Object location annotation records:
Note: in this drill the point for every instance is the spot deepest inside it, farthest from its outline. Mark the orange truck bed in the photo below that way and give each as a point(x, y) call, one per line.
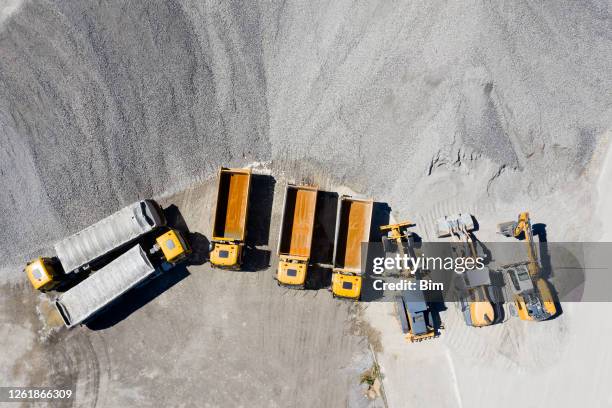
point(352, 228)
point(298, 221)
point(232, 204)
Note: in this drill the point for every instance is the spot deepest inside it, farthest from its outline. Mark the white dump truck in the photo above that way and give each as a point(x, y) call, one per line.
point(104, 286)
point(77, 252)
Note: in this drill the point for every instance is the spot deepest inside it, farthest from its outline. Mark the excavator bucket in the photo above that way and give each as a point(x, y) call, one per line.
point(447, 224)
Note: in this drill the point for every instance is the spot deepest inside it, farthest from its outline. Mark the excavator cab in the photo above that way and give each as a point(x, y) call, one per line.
point(42, 274)
point(532, 294)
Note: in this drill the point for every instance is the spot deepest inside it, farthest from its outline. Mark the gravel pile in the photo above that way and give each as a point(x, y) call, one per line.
point(105, 103)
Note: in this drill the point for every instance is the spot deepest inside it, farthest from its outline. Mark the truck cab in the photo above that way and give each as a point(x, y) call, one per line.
point(43, 274)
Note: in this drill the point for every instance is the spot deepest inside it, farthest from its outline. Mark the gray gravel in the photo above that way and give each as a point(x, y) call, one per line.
point(104, 103)
point(433, 107)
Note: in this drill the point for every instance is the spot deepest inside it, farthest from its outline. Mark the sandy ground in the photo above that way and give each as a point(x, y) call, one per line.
point(432, 108)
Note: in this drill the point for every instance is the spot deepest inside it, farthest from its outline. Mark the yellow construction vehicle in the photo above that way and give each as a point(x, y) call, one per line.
point(475, 287)
point(77, 252)
point(413, 311)
point(532, 294)
point(229, 226)
point(295, 237)
point(353, 224)
point(45, 273)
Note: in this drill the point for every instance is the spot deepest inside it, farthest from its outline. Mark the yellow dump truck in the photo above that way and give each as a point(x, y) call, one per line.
point(131, 269)
point(353, 223)
point(79, 251)
point(295, 238)
point(229, 226)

DO THIS: Rewrite all of the records above, replacing "farthest from its outline" with "farthest from its boundary" and leaving everything else unchanged. Omit the pictures from your answer.

SOLUTION FOR THIS EXERCISE:
Note: in this drill the point for every instance is the spot deepest inside it, farthest from its boundary. Mark the orange truck bed in the photo below that way and give each as a point(x, y) call, one per line.
point(352, 228)
point(298, 221)
point(232, 204)
Note: in this drill the point for every instance is the spot deepest inside it, farthest from its boundary. Mark the white dump truck in the photo above that way and give each as a point(x, y) call, one per line.
point(104, 286)
point(77, 252)
Note: in this drill the point for every instance is the spot deepest inside it, farthest from its boundary. Mark the excavator bucket in the photo above that way and give each as a point(x, y) call, one per line.
point(447, 224)
Note: in this drill the point for every instance is the spot deepest inside it, farthest from its boundary. Mark the excavator cab in the photo above that way and give each as a point(x, y) call, one per line.
point(42, 274)
point(532, 294)
Note: in this drill the point for every instance is the spot deepest inside it, farthest from its boundary. Mark the gravel pile in the photo above that way and give each as a point(x, y) call, one per line.
point(105, 103)
Note: in this drill the point for every instance is the spot deepest inside it, farthest from its boundary. Mark the truck cab in the photo above that way and give each as a point(x, y) call, one per line.
point(43, 274)
Note: in this drill the point for every instance is the spot deepest inside it, farthest from its boundary. Mark the gray gravel in the photo above that way and give each as a point(x, y) call, one per line.
point(104, 103)
point(433, 107)
Note: in this drill the point for every instance is the spot deepest inside it, farthest from its boundary. Mark the sandy ground in the photo above that way and give each as a point(x, y) call, one per line.
point(432, 108)
Note: in this drill the point for every instance is the spot deepest inside it, farthest from its boundary. Mark the yellow construction vehicle in the photo above that way and give each as a point(x, y) call, one per line.
point(475, 287)
point(77, 252)
point(413, 311)
point(532, 294)
point(229, 226)
point(295, 237)
point(353, 224)
point(45, 273)
Note: in this drill the point for every instance is the spot deepest inside it, farthest from its boundary. Mark the yellow dump truck in the photo above that way and give each as a point(x, y) call, one per line.
point(131, 269)
point(353, 223)
point(79, 251)
point(295, 238)
point(229, 226)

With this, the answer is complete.